Recorded data:
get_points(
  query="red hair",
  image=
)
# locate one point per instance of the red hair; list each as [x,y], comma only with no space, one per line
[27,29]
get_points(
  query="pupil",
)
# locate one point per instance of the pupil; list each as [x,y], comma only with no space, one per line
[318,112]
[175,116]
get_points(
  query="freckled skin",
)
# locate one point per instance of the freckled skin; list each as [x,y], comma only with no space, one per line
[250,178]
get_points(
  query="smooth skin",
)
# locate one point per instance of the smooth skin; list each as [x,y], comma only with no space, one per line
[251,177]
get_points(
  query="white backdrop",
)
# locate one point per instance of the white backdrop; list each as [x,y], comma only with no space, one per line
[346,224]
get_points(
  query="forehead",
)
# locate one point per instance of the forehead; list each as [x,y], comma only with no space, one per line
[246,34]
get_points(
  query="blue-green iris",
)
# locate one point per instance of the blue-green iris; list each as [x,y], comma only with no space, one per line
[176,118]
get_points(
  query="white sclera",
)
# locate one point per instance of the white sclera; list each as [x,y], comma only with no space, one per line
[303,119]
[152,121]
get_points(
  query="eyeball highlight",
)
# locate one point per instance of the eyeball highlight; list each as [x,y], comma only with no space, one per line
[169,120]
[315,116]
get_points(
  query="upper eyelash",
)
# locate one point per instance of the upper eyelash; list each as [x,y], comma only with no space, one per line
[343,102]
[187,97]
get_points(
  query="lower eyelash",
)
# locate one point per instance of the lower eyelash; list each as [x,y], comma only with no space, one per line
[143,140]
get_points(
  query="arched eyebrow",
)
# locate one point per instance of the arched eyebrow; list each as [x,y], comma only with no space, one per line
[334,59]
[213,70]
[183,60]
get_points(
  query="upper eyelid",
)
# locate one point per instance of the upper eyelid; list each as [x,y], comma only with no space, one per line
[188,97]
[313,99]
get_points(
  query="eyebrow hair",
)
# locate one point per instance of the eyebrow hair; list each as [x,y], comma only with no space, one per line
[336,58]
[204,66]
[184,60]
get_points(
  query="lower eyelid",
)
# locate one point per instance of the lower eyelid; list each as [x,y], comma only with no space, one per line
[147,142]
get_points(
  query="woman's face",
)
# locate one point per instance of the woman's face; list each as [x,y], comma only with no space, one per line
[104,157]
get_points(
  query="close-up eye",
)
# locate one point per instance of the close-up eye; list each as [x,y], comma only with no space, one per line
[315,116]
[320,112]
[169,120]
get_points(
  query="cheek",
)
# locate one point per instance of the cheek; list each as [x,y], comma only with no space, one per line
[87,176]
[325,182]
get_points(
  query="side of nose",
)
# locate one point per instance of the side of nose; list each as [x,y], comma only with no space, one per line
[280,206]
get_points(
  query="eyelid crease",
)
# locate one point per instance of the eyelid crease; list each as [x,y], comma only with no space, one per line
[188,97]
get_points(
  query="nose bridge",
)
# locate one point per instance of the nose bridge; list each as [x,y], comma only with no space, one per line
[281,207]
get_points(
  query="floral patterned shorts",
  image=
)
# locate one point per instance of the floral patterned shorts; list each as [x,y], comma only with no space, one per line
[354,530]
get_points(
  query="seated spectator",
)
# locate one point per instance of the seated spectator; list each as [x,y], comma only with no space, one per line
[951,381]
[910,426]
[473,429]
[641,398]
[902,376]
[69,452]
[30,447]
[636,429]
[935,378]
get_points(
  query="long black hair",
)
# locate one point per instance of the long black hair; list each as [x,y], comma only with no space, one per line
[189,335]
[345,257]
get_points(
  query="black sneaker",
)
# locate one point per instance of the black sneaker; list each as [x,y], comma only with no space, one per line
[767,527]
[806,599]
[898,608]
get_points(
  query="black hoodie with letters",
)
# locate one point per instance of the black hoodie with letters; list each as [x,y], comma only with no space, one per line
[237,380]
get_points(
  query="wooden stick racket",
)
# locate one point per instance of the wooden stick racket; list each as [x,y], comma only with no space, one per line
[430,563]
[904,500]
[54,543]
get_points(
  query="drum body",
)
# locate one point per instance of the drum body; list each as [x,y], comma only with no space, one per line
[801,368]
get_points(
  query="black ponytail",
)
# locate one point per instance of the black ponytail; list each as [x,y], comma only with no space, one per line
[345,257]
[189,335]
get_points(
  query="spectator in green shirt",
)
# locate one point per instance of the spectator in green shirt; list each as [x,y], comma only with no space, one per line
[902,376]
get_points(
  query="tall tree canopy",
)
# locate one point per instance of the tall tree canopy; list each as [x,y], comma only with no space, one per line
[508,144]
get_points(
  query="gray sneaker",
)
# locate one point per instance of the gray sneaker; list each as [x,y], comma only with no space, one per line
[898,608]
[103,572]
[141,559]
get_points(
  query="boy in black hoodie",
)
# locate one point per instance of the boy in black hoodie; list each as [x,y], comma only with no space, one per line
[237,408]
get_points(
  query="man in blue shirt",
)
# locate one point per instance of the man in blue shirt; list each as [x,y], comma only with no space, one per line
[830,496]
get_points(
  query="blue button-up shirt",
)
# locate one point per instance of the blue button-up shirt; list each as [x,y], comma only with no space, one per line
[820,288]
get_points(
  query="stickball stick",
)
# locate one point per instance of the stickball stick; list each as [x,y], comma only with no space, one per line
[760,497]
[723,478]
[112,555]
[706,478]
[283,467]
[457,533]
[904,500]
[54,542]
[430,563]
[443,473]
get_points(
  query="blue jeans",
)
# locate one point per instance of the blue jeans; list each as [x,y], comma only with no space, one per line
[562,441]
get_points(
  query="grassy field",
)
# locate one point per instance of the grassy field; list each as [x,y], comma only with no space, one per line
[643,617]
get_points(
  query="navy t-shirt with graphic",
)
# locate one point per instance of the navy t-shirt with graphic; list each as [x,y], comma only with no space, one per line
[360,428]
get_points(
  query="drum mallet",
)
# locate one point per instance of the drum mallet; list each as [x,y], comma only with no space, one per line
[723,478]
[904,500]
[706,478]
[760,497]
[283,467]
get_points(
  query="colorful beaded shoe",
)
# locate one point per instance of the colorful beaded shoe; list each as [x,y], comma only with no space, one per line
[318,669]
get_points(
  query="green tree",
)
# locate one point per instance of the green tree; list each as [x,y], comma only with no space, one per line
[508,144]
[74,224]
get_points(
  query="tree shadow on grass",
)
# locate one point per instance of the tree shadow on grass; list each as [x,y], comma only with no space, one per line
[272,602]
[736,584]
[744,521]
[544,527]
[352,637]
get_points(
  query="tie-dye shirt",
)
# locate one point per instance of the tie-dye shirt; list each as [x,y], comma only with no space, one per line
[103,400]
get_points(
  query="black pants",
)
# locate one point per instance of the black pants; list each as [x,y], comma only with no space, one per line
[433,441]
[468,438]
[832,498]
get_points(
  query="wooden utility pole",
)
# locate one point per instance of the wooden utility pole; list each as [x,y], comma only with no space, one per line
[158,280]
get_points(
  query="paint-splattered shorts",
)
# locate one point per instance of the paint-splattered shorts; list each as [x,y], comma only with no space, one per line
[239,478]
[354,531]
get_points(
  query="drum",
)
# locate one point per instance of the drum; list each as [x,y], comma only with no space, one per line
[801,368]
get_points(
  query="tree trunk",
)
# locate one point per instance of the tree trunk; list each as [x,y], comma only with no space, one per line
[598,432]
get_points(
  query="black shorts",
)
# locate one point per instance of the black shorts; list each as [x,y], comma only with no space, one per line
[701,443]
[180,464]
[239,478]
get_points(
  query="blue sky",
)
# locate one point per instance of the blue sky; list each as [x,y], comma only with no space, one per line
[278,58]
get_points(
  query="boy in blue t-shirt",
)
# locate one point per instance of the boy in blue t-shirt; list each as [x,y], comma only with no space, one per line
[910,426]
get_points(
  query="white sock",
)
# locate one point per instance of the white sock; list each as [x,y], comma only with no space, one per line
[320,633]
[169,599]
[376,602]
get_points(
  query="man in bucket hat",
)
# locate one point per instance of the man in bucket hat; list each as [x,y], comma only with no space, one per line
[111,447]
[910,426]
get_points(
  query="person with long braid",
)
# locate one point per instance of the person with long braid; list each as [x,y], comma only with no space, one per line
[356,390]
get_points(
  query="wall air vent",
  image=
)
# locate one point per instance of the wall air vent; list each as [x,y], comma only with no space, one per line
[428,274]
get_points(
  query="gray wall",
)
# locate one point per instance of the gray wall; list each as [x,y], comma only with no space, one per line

Aim of the exercise: Collect every line of the entries above that contains the word "utility", treating uppercase and lowercase as different.

Response below:
  query="wooden utility pole",
# locate one point per instance of the wooden utility pole; list each as [x,y], comma only with no space, one per line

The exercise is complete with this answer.